> **What is expected**:
Give back the material from the line containing "TARGET: front bumper" down through the line containing "[(117, 68), (88, 78)]", with "wet pavement" changed to "wet asphalt" and everything else left unchanged. Return only those lines.
** start Material provided **
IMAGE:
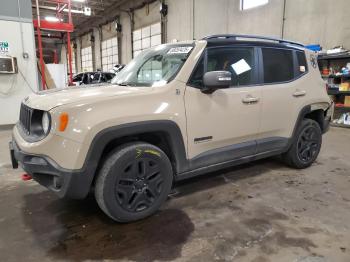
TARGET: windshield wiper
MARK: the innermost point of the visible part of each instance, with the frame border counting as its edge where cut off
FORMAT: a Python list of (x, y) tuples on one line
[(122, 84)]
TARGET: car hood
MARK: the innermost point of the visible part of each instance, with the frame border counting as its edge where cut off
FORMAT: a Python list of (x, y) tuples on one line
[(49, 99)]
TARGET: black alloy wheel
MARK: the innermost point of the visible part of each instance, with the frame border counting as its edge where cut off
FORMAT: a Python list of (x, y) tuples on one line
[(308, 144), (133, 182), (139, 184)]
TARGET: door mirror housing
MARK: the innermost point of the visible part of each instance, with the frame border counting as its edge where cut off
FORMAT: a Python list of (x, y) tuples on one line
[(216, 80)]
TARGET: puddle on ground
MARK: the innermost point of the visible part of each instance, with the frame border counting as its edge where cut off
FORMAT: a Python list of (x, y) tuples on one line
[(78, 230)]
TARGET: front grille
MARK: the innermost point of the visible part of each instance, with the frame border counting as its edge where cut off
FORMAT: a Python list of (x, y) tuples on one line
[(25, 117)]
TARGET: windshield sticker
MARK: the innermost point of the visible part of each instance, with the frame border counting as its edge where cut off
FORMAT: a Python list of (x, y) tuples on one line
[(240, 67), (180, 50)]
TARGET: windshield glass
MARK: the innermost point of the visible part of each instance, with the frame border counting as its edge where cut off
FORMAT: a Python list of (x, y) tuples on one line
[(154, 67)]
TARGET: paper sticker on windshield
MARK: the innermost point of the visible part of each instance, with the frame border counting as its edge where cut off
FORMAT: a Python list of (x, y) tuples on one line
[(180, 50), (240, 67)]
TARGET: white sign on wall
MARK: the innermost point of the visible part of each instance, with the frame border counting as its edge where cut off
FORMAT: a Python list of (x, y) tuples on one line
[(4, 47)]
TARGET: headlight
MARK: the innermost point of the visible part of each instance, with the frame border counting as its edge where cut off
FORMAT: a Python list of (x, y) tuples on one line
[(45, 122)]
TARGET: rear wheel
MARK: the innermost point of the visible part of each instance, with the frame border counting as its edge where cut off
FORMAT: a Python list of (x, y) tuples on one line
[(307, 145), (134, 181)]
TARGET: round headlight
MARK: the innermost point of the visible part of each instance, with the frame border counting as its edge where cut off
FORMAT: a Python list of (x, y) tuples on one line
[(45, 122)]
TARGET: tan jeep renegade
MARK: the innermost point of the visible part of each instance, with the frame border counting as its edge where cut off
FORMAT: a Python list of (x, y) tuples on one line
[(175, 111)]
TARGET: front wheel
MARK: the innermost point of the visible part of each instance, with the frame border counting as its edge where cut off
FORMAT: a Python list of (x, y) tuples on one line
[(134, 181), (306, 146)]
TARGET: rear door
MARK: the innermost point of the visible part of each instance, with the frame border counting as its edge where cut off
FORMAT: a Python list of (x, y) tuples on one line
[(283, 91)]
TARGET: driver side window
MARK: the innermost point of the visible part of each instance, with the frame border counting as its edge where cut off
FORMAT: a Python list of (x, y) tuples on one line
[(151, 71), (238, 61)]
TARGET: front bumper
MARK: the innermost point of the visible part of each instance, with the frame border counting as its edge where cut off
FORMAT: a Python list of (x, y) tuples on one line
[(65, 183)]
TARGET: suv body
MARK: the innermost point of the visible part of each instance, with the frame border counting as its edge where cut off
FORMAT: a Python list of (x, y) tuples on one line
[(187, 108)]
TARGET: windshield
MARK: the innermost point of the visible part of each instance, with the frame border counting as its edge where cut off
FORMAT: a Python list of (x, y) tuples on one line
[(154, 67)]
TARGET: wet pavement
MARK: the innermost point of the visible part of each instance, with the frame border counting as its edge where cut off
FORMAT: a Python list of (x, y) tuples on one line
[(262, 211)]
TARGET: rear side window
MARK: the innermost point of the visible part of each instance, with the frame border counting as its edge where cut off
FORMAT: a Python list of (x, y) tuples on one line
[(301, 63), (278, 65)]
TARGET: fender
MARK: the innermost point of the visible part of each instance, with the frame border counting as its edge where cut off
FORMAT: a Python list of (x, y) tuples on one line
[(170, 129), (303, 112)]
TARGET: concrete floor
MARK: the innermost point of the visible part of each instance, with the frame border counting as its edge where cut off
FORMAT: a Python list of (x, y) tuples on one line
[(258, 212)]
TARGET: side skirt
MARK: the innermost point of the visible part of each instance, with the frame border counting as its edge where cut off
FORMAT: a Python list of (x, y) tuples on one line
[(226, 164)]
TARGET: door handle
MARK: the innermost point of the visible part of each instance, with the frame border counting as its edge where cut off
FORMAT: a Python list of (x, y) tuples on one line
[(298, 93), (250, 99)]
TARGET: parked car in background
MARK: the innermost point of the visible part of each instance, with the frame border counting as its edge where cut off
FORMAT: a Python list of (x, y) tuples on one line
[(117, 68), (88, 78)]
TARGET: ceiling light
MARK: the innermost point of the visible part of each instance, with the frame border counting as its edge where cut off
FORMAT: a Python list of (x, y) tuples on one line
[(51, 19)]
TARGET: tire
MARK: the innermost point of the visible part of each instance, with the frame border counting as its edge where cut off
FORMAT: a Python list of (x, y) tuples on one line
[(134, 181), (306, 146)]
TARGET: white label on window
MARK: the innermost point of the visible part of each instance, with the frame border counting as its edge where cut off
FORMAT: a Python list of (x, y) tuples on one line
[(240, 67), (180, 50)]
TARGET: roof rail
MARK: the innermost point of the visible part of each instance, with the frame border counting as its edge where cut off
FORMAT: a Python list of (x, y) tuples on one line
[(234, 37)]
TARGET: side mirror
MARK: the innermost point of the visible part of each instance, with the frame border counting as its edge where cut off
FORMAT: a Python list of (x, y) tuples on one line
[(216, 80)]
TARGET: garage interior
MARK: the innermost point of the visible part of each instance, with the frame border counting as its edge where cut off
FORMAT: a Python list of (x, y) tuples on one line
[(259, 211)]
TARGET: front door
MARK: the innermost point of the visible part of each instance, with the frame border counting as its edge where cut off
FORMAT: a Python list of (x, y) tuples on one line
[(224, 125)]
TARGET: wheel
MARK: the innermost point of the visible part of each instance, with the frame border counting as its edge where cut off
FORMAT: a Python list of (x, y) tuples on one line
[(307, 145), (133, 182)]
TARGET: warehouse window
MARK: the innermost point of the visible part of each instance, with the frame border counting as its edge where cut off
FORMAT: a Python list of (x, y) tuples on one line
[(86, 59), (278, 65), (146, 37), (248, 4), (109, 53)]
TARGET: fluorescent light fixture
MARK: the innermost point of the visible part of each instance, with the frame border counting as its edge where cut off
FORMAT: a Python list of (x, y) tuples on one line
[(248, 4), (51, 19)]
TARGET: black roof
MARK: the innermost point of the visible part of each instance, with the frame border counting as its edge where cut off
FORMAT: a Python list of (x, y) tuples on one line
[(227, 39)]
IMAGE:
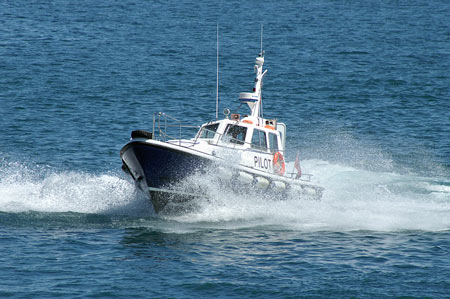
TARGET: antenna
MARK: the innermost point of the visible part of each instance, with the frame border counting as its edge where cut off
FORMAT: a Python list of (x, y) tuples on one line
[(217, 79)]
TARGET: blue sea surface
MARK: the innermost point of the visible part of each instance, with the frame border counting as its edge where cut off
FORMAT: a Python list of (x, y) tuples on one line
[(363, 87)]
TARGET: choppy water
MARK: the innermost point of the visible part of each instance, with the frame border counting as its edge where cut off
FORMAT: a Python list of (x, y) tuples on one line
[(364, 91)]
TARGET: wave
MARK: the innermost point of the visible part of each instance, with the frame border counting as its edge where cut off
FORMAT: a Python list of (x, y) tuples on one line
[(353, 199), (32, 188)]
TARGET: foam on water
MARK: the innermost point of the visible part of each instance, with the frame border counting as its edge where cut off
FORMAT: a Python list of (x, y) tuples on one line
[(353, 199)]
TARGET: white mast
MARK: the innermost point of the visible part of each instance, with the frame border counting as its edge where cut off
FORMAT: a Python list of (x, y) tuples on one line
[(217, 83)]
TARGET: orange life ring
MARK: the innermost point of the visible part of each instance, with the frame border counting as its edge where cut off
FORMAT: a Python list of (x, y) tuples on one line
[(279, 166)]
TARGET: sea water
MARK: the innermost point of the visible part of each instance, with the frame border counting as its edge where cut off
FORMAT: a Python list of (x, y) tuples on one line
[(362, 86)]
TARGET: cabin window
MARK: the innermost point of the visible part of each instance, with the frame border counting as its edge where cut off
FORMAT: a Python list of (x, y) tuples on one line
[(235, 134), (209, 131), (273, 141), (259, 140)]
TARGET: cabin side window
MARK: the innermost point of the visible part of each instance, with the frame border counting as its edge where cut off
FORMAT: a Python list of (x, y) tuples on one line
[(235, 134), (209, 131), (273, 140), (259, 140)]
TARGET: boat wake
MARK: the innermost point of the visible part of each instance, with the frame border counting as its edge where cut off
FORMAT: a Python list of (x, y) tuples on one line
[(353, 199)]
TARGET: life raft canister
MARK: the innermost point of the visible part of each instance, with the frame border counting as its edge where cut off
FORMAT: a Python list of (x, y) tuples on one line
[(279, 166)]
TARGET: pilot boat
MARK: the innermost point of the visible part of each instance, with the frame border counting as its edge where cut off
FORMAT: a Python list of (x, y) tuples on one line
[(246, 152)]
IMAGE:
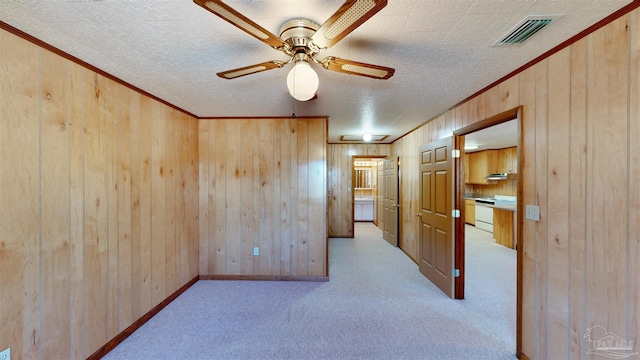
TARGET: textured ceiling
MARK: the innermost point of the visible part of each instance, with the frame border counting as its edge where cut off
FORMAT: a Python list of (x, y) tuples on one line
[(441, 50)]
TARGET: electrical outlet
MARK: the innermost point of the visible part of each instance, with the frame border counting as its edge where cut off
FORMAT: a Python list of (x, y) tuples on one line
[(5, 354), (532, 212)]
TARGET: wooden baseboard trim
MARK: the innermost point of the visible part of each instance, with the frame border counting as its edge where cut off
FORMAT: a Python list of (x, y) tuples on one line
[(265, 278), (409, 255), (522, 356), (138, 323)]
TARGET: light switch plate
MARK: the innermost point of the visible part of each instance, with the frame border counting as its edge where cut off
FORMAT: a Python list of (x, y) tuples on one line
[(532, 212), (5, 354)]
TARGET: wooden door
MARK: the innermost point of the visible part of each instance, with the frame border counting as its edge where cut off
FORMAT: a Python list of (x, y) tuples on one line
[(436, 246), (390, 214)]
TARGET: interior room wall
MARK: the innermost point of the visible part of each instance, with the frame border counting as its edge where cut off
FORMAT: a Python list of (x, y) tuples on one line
** end Material provided **
** start Material provided **
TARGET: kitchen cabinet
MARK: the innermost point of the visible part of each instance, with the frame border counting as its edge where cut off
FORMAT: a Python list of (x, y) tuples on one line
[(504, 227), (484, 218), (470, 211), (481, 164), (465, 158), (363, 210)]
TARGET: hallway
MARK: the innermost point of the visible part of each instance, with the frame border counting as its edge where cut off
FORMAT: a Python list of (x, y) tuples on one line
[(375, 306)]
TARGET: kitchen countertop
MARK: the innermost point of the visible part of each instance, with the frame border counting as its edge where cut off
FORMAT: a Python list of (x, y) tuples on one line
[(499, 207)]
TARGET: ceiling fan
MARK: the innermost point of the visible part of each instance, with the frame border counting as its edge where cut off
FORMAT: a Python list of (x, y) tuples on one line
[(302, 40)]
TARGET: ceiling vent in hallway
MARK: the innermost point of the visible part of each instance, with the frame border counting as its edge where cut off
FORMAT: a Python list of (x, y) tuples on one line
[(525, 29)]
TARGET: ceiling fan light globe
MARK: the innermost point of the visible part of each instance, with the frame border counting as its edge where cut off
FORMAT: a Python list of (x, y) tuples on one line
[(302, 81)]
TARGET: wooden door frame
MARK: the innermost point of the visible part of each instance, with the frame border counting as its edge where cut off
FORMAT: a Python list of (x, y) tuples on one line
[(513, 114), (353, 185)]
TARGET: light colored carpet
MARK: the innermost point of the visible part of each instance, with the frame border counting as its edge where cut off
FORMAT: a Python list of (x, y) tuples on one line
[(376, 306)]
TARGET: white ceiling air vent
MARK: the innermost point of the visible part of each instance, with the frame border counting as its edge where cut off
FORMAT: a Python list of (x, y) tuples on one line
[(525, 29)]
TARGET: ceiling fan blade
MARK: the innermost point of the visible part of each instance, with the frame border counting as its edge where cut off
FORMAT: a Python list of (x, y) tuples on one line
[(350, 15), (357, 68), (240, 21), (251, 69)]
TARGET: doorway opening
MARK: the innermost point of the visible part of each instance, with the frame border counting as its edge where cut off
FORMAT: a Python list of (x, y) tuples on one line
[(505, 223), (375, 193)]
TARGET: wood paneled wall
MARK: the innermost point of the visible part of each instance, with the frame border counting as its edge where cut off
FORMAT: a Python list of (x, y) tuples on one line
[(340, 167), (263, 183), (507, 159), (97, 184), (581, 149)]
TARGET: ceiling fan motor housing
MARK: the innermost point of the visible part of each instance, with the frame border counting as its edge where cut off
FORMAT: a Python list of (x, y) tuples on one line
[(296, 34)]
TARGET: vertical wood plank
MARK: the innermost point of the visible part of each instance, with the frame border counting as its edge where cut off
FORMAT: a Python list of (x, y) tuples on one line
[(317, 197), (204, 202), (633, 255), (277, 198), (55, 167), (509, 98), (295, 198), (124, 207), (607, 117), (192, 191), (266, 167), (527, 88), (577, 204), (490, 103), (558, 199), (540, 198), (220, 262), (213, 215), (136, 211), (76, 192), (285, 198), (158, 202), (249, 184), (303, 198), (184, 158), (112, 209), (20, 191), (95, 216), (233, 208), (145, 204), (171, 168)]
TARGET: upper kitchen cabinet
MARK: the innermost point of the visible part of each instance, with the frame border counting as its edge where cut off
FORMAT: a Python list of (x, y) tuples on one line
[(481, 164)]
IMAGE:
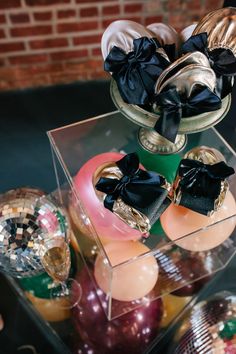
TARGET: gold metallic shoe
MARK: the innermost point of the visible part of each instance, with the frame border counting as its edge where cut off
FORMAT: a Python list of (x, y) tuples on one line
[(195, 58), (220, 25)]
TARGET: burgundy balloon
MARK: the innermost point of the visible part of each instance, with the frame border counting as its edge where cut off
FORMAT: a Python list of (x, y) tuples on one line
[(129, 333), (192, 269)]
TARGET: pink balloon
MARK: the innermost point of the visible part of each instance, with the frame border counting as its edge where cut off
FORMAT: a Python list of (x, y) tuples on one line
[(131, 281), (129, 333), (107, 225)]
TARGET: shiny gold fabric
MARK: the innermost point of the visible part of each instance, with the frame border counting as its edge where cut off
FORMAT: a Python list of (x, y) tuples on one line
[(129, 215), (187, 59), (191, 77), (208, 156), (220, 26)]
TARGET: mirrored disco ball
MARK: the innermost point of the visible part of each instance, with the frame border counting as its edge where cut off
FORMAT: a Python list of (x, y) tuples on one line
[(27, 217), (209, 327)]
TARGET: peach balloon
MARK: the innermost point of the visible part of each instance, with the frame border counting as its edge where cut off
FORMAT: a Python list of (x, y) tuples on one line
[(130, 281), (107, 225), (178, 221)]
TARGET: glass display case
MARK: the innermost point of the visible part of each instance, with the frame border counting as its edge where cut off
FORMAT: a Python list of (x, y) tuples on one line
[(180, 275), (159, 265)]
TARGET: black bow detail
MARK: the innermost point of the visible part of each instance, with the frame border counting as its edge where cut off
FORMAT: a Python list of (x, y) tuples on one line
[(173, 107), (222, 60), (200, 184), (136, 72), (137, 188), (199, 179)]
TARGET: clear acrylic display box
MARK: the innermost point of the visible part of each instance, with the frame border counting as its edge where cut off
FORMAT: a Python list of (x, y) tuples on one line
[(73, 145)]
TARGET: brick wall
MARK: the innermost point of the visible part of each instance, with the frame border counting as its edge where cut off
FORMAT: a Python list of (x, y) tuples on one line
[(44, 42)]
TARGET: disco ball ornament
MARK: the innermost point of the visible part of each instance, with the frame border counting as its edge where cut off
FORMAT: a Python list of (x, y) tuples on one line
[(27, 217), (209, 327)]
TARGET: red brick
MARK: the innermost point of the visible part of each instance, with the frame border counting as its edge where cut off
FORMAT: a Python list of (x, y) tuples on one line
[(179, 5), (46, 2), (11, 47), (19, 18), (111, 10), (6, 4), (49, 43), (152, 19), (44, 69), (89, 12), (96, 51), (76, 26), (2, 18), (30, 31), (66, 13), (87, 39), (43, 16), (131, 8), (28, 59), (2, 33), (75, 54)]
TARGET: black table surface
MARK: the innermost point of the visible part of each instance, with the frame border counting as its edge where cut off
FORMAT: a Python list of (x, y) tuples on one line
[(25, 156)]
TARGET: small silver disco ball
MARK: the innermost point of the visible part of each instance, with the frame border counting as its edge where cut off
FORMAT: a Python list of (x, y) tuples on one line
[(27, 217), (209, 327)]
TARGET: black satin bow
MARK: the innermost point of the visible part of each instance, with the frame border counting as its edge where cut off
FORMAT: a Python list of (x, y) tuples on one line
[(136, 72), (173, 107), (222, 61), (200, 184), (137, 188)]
** end Material provided **
** start Material provided **
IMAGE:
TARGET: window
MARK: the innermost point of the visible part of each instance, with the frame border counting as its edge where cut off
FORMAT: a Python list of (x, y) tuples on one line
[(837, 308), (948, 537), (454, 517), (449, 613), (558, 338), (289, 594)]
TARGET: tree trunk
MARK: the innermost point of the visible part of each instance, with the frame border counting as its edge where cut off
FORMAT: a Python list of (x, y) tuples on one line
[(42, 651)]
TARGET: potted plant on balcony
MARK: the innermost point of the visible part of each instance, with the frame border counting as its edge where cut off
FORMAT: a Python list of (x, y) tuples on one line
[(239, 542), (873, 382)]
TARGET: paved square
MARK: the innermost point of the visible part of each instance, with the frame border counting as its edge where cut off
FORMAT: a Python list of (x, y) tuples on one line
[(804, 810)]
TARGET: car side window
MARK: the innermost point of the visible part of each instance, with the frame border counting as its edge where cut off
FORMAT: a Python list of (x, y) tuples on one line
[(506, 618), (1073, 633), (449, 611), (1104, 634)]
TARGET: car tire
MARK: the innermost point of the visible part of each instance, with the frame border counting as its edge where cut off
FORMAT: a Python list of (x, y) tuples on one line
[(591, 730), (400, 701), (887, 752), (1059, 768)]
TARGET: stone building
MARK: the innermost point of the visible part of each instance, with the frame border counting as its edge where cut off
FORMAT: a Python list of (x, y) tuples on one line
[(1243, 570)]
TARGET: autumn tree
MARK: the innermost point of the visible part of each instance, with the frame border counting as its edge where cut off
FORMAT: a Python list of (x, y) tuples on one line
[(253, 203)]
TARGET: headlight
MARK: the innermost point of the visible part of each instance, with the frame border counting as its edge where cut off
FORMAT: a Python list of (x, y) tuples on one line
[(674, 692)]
** end Material provided **
> **Task solution**:
TARGET: front bumper
MARK: the innermost point of the visible part of each instance, with the frame border counting as its edge where cut off
FORMAT: a Python list of (x, y) tuples on one line
[(65, 183)]
TARGET: suv body
MARK: the innermost point of the visible part of each instance, with the frame border counting as its edge where cut off
FORMAT: a Python list of (x, y) tuples on one line
[(187, 108)]
TARGET: windshield
MARK: the innermost point of the visible part of each instance, with the frame border counting as its edge where cut off
FORMAT: a Python list of (x, y) tuples on one line
[(154, 67)]
TARGET: wet asphalt
MARK: the innermost point of the visible part of each instance, with the frame border counting as its edge where cut off
FORMAT: a Python list of (x, y) tuples on one line
[(262, 211)]
TARGET: rear side window
MARK: the innermost point of the visible part of each instance, with the frame border counting as its edge where cut off
FORMAT: a Python list of (x, y) tuples on one line
[(301, 63), (278, 65)]
TARGET: fender
MARK: the innermost point of the visible part of each instance, with the frame border counting as its edge where cut off
FORMAT: a Python list of (x, y) tuples on one line
[(170, 129), (303, 112)]
TARGET: concrete floor
MARK: the innermost point of the visible part of each instance, with the frame border counting as its edge where cut off
FORMAT: a Python list of (x, y) tuples on one line
[(258, 212)]
TARGET: side skirt
MARK: the innermost point of the visible part of each instance, with the frame border counting as its edge where cut off
FORMAT: a Python list of (x, y) tuples on one line
[(226, 164)]
TARGET: door handle
MARK: the innermost point of the visible part of each instance, with the frame border counting as its edge where cut off
FORMAT: a Python list of (x, y) tuples on one line
[(298, 93), (250, 99)]
TARGET: parked car in background
MARK: the innermost point of the visible part of each instance, with the frame border counting as its edge where cut off
FORMAT: a Python list of (x, y) tuples on one line
[(117, 68), (88, 78)]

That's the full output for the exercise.